* **WRITTEN EXERCISE**
Identify the line in which "For the benchmark, indicate the green trees" appears, then reproduce that line and all remaining lines of the records word for word.

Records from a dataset
□ □ □ □

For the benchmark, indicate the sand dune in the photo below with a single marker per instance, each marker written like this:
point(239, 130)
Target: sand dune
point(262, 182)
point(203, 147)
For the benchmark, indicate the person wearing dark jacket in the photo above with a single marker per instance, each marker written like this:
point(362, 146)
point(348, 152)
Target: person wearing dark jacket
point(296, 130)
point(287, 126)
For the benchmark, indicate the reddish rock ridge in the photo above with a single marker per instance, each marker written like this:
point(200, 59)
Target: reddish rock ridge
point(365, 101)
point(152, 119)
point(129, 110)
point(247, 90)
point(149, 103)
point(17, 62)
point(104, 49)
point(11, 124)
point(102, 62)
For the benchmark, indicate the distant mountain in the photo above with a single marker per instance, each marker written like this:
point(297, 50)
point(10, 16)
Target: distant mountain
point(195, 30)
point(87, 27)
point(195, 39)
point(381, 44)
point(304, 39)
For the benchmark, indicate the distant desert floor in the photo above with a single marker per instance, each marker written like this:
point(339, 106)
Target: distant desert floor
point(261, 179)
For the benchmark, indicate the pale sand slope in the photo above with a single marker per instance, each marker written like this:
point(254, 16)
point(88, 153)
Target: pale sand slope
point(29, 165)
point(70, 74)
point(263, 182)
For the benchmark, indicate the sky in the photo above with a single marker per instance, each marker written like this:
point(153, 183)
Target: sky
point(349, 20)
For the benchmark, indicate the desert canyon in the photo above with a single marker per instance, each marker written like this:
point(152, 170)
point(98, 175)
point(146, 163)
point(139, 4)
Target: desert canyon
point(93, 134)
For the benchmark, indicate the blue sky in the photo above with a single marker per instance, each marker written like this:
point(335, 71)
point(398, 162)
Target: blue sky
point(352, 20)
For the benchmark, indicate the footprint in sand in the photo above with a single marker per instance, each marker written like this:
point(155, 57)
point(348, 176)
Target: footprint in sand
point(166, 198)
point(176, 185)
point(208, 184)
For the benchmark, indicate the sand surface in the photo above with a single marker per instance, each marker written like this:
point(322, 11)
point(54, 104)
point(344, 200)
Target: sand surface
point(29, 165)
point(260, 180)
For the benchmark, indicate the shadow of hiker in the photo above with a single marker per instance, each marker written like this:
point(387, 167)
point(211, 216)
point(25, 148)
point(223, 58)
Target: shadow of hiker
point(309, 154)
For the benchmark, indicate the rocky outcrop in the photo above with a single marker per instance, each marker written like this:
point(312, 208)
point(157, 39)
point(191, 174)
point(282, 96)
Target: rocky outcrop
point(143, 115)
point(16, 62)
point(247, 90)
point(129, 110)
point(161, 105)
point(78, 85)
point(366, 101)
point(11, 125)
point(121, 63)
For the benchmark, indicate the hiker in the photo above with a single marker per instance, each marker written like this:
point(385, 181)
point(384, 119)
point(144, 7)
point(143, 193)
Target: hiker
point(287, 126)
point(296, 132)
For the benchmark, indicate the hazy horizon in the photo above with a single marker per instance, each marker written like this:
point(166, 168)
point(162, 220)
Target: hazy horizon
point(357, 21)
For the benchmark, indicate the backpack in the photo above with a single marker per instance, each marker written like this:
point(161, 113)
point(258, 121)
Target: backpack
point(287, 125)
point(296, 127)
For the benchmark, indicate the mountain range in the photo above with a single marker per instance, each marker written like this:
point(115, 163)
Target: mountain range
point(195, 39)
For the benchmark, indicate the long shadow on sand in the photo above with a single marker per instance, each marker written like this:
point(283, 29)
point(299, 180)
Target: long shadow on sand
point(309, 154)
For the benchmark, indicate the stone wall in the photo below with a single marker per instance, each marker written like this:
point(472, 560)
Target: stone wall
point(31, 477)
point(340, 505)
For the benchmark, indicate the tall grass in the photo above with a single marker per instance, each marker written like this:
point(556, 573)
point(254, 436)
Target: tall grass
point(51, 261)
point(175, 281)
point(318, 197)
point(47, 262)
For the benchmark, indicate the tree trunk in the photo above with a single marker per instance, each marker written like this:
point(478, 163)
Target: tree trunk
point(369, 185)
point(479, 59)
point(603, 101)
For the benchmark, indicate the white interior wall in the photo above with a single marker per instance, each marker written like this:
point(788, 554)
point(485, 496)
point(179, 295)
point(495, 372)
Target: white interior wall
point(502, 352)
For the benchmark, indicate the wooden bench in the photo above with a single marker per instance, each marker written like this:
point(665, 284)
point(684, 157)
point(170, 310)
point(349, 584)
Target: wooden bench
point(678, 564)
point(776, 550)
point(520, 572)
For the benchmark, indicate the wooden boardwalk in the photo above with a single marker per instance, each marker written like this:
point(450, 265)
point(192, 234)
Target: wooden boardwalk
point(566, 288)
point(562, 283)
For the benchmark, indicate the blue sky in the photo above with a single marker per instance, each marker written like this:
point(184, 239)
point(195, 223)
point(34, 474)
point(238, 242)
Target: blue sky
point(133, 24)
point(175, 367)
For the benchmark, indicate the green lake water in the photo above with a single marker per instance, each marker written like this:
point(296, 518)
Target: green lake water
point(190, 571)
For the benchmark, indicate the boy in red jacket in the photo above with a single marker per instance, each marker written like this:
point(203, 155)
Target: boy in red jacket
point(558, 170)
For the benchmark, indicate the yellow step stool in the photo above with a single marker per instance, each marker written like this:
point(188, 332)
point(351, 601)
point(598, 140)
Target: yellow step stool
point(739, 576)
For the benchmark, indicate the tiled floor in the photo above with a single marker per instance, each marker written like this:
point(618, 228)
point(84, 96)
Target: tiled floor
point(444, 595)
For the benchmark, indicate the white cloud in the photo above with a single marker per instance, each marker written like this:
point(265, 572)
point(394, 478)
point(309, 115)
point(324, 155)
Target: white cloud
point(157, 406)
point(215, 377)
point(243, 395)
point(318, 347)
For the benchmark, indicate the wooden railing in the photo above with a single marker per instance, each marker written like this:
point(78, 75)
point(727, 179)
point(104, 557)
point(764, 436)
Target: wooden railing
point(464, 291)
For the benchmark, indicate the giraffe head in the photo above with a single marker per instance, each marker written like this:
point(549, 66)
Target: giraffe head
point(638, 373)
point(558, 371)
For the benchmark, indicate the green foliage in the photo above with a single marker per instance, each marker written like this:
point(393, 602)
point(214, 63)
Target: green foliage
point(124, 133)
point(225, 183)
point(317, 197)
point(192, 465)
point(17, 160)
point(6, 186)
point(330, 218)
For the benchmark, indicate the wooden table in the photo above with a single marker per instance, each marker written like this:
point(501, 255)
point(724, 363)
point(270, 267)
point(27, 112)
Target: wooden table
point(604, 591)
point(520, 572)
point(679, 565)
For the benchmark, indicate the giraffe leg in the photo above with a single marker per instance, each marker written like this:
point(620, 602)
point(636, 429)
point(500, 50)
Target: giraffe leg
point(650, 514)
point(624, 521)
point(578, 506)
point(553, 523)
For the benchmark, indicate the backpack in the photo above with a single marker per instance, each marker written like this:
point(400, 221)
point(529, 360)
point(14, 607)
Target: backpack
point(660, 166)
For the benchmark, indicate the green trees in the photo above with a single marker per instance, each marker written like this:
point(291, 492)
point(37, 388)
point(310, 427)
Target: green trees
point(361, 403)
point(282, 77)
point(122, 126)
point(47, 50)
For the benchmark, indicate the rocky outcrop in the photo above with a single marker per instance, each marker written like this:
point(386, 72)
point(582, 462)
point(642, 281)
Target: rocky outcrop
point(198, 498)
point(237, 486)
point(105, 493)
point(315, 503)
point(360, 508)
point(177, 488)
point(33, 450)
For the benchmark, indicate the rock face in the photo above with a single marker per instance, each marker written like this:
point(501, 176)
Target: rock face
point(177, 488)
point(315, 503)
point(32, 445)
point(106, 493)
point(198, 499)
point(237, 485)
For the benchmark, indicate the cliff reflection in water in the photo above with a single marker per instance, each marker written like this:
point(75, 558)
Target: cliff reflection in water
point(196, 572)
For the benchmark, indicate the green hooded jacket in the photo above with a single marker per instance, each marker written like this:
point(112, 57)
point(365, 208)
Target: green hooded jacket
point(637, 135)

□ □ □ □

* **TASK ANSWER**
For the benchmark, indicate the green trees in the photo above with a single marker per instance, each marker written like this:
point(291, 492)
point(37, 388)
point(310, 427)
Target: green trees
point(361, 403)
point(282, 77)
point(122, 126)
point(47, 50)
For the benchmark, indicate the rocky outcrop in the photo above with a single marker per instance, each marker written like this:
point(386, 72)
point(582, 462)
point(642, 281)
Target: rocky outcrop
point(198, 498)
point(237, 486)
point(105, 493)
point(315, 503)
point(360, 508)
point(177, 488)
point(33, 450)
For the benchmark, indicate the rock face in the photo above with a single marker per instance, each marker written like this:
point(501, 176)
Target: rock face
point(177, 488)
point(315, 503)
point(32, 445)
point(106, 493)
point(198, 499)
point(237, 485)
For the benchmark, indicate the cliff reflection in water in the photo above with a single marker per instance, each marker written like this:
point(75, 558)
Target: cliff reflection in water
point(196, 572)
For the benchmark, indicate the green hooded jacket in the photo above with a single marker per instance, each marker written like this:
point(112, 57)
point(365, 208)
Target: green hooded jacket
point(637, 135)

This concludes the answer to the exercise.